--- START OF LISTING ---

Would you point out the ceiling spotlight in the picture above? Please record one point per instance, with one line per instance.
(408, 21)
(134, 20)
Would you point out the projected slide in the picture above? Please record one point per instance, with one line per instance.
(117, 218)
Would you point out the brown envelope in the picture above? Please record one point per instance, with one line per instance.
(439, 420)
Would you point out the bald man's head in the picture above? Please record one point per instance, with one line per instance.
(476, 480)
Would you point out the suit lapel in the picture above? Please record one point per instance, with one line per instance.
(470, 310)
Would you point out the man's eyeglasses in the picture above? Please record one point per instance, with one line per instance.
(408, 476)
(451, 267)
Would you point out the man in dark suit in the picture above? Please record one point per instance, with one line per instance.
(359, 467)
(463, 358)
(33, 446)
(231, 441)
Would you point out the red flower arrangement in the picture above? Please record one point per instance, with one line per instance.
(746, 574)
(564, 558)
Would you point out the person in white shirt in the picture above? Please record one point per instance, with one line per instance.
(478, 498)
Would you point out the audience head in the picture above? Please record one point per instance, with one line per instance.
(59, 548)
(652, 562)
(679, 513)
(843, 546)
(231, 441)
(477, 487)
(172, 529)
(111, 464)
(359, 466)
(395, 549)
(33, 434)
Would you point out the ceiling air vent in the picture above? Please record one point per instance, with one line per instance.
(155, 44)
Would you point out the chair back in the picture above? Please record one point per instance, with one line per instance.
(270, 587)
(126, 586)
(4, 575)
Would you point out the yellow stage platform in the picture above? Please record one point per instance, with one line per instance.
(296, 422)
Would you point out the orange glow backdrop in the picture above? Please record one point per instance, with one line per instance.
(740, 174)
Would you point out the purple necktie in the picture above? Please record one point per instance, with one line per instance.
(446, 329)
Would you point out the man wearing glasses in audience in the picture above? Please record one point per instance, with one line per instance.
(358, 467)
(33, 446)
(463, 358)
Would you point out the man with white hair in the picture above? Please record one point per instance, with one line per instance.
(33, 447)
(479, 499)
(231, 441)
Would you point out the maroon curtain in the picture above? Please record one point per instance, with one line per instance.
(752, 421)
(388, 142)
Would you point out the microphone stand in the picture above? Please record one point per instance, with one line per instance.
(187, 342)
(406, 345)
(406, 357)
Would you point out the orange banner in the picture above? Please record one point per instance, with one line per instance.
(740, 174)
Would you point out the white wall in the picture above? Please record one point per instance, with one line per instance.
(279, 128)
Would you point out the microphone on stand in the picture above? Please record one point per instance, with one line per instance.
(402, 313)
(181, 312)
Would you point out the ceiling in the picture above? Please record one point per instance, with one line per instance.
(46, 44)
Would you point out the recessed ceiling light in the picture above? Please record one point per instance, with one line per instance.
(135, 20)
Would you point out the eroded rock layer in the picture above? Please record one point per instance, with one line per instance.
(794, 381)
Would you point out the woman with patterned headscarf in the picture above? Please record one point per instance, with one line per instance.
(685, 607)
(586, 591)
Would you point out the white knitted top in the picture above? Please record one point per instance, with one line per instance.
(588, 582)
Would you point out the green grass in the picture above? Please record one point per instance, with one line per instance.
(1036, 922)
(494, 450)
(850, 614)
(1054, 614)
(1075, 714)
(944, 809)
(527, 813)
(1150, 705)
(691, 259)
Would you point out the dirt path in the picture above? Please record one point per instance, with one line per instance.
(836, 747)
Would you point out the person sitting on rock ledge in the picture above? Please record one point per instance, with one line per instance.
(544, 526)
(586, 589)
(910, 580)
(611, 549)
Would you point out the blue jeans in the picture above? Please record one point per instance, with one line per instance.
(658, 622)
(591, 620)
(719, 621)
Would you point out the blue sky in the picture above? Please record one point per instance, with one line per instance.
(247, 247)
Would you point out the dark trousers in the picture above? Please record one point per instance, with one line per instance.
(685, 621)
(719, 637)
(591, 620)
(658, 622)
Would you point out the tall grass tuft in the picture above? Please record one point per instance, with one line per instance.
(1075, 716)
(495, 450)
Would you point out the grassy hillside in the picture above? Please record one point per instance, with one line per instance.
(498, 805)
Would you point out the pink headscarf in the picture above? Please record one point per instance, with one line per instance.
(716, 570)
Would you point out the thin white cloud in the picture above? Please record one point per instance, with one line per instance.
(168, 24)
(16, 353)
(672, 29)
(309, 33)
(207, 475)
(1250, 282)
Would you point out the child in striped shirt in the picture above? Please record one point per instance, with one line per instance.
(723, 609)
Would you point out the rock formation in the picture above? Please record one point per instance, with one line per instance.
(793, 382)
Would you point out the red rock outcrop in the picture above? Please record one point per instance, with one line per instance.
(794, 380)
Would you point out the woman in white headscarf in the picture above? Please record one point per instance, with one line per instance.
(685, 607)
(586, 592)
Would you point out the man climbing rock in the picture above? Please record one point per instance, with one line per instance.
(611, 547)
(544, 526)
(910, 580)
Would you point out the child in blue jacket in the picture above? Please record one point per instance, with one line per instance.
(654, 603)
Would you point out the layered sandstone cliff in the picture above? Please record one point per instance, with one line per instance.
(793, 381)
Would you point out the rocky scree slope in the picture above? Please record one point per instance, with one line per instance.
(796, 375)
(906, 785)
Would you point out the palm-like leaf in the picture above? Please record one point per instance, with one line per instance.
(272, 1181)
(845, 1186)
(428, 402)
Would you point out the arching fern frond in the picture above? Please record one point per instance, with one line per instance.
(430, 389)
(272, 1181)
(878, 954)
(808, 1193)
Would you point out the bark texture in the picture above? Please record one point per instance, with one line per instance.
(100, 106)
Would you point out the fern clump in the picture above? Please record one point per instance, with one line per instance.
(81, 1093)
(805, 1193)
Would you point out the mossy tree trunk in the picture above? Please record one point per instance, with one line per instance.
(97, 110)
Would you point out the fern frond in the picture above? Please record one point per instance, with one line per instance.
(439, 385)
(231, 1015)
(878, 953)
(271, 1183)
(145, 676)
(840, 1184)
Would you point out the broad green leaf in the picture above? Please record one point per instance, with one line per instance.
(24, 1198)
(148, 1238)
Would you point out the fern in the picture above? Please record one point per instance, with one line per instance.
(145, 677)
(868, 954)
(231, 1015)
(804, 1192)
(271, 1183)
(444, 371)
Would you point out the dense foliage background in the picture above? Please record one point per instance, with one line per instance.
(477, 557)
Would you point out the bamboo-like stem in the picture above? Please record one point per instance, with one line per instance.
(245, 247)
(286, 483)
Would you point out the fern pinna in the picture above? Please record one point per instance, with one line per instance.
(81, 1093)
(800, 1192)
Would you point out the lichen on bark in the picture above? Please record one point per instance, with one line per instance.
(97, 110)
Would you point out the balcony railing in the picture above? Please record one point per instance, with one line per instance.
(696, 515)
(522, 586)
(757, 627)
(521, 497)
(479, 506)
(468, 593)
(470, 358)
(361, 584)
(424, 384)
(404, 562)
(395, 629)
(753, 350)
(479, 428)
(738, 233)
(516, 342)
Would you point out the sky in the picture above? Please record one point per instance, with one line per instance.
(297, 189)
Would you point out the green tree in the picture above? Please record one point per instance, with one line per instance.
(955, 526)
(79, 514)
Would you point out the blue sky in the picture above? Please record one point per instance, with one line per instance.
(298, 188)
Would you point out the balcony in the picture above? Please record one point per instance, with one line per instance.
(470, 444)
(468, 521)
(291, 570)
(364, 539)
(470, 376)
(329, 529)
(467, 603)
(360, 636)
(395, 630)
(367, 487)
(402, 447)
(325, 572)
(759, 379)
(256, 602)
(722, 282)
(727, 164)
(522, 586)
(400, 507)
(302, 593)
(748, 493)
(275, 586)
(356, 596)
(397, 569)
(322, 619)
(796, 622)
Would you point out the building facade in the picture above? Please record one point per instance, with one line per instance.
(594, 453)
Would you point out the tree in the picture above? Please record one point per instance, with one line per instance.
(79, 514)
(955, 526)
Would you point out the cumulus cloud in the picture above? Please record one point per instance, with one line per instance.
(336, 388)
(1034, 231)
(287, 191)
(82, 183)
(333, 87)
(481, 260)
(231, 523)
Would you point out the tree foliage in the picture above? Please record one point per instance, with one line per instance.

--- END OF LISTING ---

INSTRUCTIONS FOR THE TASK -> In the stretch from the line containing "Would you point out the cumulus" through the end of the rows, update every "cumulus cloud" to "cirrus cloud" and reproduce those lines with nothing else changed.

RESPONSE BELOW ->
Would you point out the cirrus cloud in the picture above? Please record one point per instance, with one line per instance.
(336, 388)
(1034, 231)
(287, 191)
(82, 183)
(333, 87)
(481, 260)
(231, 523)
Would you point out the tree foliage in the picture above? Please record one point per instance, with one line per instance.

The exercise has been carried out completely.